• Brief:
Each entry below should be retyped exactly as given.

--- --- ---

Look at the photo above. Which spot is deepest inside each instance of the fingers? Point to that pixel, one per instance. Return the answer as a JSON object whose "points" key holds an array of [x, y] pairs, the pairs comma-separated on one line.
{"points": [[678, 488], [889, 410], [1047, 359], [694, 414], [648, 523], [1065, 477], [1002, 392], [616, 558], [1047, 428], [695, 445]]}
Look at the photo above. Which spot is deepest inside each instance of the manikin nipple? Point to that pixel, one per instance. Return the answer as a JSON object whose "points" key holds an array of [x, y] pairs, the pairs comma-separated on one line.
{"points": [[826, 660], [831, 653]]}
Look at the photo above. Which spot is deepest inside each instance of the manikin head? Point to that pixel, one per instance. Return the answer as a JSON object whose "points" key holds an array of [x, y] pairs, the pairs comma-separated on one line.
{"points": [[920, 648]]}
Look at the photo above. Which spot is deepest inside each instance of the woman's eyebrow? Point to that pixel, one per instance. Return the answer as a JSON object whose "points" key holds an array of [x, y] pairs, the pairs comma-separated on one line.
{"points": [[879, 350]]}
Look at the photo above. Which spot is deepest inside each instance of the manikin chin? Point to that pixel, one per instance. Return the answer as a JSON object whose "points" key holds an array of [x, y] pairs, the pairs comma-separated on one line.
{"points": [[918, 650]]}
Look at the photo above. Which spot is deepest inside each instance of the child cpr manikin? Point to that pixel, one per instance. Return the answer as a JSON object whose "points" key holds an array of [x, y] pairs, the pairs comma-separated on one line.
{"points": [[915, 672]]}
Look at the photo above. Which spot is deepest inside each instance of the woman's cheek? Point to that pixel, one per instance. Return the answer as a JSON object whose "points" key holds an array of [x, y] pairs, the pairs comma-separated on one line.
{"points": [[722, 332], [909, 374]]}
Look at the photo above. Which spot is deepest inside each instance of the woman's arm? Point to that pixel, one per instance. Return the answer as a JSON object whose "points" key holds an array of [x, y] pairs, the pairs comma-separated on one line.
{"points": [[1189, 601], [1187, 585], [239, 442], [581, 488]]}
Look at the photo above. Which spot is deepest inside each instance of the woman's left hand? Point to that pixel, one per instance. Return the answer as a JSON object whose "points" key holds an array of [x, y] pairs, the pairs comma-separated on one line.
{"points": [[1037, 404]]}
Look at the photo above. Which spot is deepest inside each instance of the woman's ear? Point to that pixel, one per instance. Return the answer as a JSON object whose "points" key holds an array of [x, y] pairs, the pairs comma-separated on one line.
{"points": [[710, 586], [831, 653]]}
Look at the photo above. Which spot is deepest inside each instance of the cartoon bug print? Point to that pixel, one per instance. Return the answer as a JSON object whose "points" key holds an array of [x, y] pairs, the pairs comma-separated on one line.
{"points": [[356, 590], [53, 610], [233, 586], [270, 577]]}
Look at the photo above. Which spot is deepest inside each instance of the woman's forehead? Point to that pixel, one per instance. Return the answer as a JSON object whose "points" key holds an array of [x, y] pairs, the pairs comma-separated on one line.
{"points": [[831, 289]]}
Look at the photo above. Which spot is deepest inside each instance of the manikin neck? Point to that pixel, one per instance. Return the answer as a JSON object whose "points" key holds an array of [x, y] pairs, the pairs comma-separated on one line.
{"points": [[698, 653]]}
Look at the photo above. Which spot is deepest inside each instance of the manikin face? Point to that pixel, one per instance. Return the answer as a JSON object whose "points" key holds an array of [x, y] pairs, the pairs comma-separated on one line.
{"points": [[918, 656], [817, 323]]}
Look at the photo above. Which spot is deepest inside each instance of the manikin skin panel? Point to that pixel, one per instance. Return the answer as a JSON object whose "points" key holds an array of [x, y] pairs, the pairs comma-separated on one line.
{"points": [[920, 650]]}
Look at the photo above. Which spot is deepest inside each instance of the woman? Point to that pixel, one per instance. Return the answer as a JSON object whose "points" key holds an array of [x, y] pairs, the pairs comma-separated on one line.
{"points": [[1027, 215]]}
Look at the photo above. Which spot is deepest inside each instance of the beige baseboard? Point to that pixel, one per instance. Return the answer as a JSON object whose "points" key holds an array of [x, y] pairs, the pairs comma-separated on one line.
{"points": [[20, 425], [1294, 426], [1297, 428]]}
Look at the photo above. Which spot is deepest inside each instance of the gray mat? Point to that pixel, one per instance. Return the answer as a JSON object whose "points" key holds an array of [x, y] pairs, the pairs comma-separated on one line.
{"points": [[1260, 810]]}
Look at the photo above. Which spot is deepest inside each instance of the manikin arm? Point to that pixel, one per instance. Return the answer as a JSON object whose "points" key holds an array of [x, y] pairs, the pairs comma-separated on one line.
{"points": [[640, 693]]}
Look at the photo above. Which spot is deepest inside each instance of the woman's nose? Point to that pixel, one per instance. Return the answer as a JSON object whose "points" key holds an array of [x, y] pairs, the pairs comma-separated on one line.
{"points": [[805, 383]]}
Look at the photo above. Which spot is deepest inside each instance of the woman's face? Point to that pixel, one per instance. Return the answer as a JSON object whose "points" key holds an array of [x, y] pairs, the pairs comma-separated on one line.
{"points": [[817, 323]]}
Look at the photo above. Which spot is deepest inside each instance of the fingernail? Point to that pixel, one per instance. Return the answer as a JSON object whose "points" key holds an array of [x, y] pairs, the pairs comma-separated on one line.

--- --- ---

• Reply to the task:
Look at the photo above. Which spot is deepest inside each instance of the fingers? Point to that pixel, one per instance. Return the answer as a JSON object whose "points" key holds an array of [x, y] pairs, the pairs comma-separated on one line.
{"points": [[678, 488], [889, 410], [1047, 359], [694, 414], [648, 523], [1065, 477], [1002, 392], [616, 558], [1047, 428], [695, 445]]}
Look at the photo above. Which spot is deepest inside each instance of the manikin nipple? Point to that pixel, one per instance. Return the answer as a JSON object whose "points" key holds an array of [x, y] pairs, the pairs comma-separated on one line.
{"points": [[826, 660], [831, 653]]}
Look at the photo above. Which spot is deepest inside each instance of the manikin head? Point to that pixel, one per instance. Return the answer as a JSON object whose "points" key holds an array of [x, y] pairs, the pairs comma-separated on one line.
{"points": [[920, 648]]}
Look at the photo above. Which spot is deepest inside each instance of the woman's eyebrow? Point to that pixel, one per instance. Return the answer as a JSON object whose "points" key holds an array of [x, y] pairs, the pairs comma-separated on one line.
{"points": [[879, 350]]}
Look at the photo above. Which spot is deepest inside each instance of the manikin chin? Point to that pixel, one per instance. Return the answer as a JSON object whose "points" key holds an array of [x, y] pairs, the pairs comma-separated on one line.
{"points": [[918, 650]]}
Look at the photo above. Which spot is deepest inside each instance of the child cpr manikin? Point to that pixel, one per instance. Return the answer as a JSON object whose "points" key holds an array of [x, y] pairs, the pairs comma-separated on one line.
{"points": [[915, 672]]}
Look at the photo above. Which spot is deepest inside each instance of the woman's cheek? Point to that pixel, one per instance. Return the answer as a JSON object whose "points" key holds an array of [x, y] pairs, the pairs comma-separated on one line.
{"points": [[722, 332], [909, 374]]}
Look at the photo above. Which spot is deepest inside each instance of the woman's arm? Point to that pixel, one per instance. Return the answer as a JSON object whose "points" key holds an array of [x, y] pairs, the pairs comma-separated on one line.
{"points": [[1189, 601], [1187, 585], [239, 442], [581, 488]]}
Look at the photo above. Which spot is deepest inside each instance of the woman's left hand? Point to that pixel, one per instance. Return the answer as a JSON object whose "points" key holds an array of [x, y] pairs, the pairs comma-separated on one line.
{"points": [[1037, 404]]}
Look at the photo above. Which spot is deepest inside each instance of the woman's ear? Point to that pixel, one per instance. Return the answer as a JSON object whose "points" key holds an array of [x, y] pairs, the pairs comma-separated on one line.
{"points": [[710, 586], [831, 653]]}
Look at the photo above. Which spot is deepest inside each instance of the cartoon bug print? Point to that pixel, one per instance. Return the answer as a JSON object whose "points" key holds an array of [x, y] pairs, the pairs comma-separated on one line.
{"points": [[356, 590], [53, 610], [233, 586], [270, 577]]}
Look at the photo above. Which spot is deepest inside each instance of the woman's forehead? Point to that pixel, one per instance. Return the answer as a JSON object whose "points" key holds an array of [x, y] pairs, the pairs comma-separated on one line.
{"points": [[831, 289]]}
Look at the photo above. Which spot is deepest inside each instance of the manikin neck? Point to that pixel, one per instance. Return the answer as a JSON object whose "points" key holds an array of [x, y] pairs, the pairs comma-separated on one line.
{"points": [[698, 653]]}
Look at the photo above. Which spot is deepest inside each instance of the manikin face? Point to that pixel, one per instance. Return the answer as a JSON object whose "points" key holds an array of [x, y] pairs, the pairs comma-separated on one line.
{"points": [[918, 656], [817, 323]]}
Look at the photo above. Which spot is deepest inside each instance of the manikin skin panel? Point to that pixel, one per instance. Return the answer as a JSON object whose "points" key holds an array of [x, y] pairs, the pairs comma-separated on one line.
{"points": [[920, 650]]}
Look at the photo above. Which spot is deepest inside each instance of the woman? Point to that pixel, one per instance. Return the answer as a JSON object whose "points" key holds an array of [x, y] pairs, the pairs comma-separated on one line.
{"points": [[1027, 215]]}
Look at the photo above. Which spot is deepest inside each instance of the beige baseboard? Point to that pixel, one per instance. Return the answer as a JSON object whose "points" key holds an array of [x, y] pairs, the pairs comma-separated on one line.
{"points": [[20, 425], [1294, 426], [1297, 428]]}
Look at the photo above. Which spot is deepest inside each instance of the gray mat? Point to that pixel, one per instance. Return the answer as a JSON object whose "points" key holds an array of [x, y] pairs, the pairs comma-separated on one line.
{"points": [[1260, 810]]}
Look at the photo above. Which spot is deepest inside each instance of the manikin arm? Point to that pixel, one per instance. Return the answer as a JSON object whose "points" key holds an array of [x, y] pairs, the pairs comma-separated on one line.
{"points": [[640, 693]]}
Look at the photo above. Which spot is deepest inside each instance of the woman's nose? Point to that pixel, one per instance. Return the answer as a JSON object whose "points" key holds an array of [x, y] pairs, the pairs comma-separated on one line.
{"points": [[805, 383]]}
Look at the photo above. Which spot is deepest inside each instance of the woman's face? Point to that pixel, one per instance. Return the answer as a JSON object whose "points" key holds an array of [x, y] pairs, the pairs comma-separated on one line.
{"points": [[817, 323]]}
Look at the photo above. Which spot is deepest inside each instance of the fingernail? Point to that pixel, one per instance. Return the answer as a JSON object whose "points" key holds an array of [x, y] pairs, the pairs comma-separated on one line.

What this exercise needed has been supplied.